═══ Selected extract ═══

Christoph Rihs engages with perception, space, and structure. His works comprise sculpture, installation, and spatial concepts.
Christoph Rihs was born in Beirut in 1957 and lives and works in Weimar, Biel, and Bourguignon. He studied Fine Arts and Architecture at the Düsseldorf Art Academy. His artistic practice encompasses sculpture, object art, installation, and site-specific works. Central to his work is the exploration of form, structure, and perception. His works oscillate between precise construction and poetic openness. They emerge from reflections on space, time, and cultural reference systems, and respond sensitively to their specific location. Public projects and exhibition contexts are a recurring element of his work.
Since the early 1980s, a central question in Christoph Rihs' artistic practice has been one that, rather than focusing on individual works, seeks to illuminate a fundamental inquiry: How does what we call "the world" come into being? And through what processes of perception, projection, and order is this world produced?
Perception, in this context, does not appear as direct access to reality, but rather as an active, selective, and structured process. Space, in this understanding, is not a neutral continuum, but a framework of decisions: gazes are directed, attention is distributed, meanings are assigned. In his early installations, Rihs highlights these mechanisms by confronting the viewer with their own perception. What appears as space proves to be a construction – dependent on individual predispositions as well as culturally learned patterns.
From this point, the inquiry shifts from individual perceptual space to collective world concepts. For Rihs, cartographic representations are not understood as neutral depictions, but rather as models that actively generate the world. By tracing world maps back to their underlying projection forms – cylinders, cones, geometric transformations – he reveals that every representation of the Earth necessarily relies on distortions. These distortions are not merely technical artifacts, but expressions of epistemic decisions: they determine what becomes visible, what takes center stage, and what is marginalized. The map thus becomes a conceptual model that reflects less the world itself than the conditions of its representability.

═══ Information provided ═══

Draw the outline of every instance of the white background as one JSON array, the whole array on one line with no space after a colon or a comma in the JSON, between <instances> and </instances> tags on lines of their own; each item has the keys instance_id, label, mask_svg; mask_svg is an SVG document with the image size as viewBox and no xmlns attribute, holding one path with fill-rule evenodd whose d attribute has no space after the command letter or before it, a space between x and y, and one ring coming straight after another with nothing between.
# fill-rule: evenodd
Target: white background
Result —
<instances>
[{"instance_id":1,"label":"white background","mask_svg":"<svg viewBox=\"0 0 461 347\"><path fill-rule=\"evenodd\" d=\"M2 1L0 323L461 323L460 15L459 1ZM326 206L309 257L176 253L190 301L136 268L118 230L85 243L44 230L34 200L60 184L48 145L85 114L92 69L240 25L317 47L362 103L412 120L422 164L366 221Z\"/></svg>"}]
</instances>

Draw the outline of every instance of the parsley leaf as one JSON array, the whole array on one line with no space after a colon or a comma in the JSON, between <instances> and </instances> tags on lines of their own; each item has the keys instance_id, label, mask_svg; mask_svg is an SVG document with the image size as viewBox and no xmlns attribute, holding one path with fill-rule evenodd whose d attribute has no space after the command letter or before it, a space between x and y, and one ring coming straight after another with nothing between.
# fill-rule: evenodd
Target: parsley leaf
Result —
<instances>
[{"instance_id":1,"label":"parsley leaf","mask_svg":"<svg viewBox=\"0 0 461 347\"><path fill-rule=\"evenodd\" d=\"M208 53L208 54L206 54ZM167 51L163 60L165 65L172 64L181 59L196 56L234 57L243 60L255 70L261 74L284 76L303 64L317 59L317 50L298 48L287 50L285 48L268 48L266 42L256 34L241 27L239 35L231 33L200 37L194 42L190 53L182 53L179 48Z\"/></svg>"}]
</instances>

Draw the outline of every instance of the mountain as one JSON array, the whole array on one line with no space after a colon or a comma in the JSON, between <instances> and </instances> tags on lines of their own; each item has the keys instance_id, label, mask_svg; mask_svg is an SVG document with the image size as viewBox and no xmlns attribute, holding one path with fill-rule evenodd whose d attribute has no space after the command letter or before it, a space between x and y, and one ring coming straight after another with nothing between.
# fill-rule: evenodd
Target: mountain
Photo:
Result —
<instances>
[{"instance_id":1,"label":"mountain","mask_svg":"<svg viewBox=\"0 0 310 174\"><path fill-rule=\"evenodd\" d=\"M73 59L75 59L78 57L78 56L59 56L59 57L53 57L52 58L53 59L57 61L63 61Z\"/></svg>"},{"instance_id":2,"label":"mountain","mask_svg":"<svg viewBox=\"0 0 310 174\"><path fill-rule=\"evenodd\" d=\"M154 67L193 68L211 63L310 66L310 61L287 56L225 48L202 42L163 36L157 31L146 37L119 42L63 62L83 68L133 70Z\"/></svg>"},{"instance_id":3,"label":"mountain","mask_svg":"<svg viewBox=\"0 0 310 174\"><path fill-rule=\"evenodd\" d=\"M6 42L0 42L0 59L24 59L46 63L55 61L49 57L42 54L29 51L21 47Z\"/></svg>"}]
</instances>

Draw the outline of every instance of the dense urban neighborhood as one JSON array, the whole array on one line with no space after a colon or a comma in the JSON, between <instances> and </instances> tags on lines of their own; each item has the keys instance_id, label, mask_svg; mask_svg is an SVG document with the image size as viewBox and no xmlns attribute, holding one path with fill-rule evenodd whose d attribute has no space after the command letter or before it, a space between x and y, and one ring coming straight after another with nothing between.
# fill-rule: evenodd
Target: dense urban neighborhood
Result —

═══

> Task list:
1) Set down the passage on Christoph Rihs word for word, starting with "From this point, the" and going on through "of its representability.".
2) According to the passage on Christoph Rihs, at which institution did he study Fine Arts and Architecture?
3) Say whether each statement agrees with the passage on Christoph Rihs, answering yes or no and quoting the words that decide it.
(a) Rihs was born in Beirut in 1957.
(b) Rihs regards cartographic representations as neutral depictions.
(c) Rihs lives and works in Düsseldorf.

> Responses by task:
1)
From this point, the inquiry shifts from individual perceptual space to collective world concepts. For Rihs, cartographic representations are not understood as neutral depictions, but rather as models that actively generate the world. By tracing world maps back to their underlying projection forms – cylinders, cones, geometric transformations – he reveals that every representation of the Earth necessarily relies on distortions. These distortions are not merely technical artifacts, but expressions of epistemic decisions: they determine what becomes visible, what takes center stage, and what is marginalized. The map thus becomes a conceptual model that reflects less the world itself than the conditions of its representability.

2) The Düsseldorf Art Academy.

3)
(a) Yes: "Christoph Rihs was born in Beirut in 1957"
(b) No: "cartographic representations are not understood as neutral depictions"
(c) No: "lives and works in Weimar, Biel, and Bourguignon"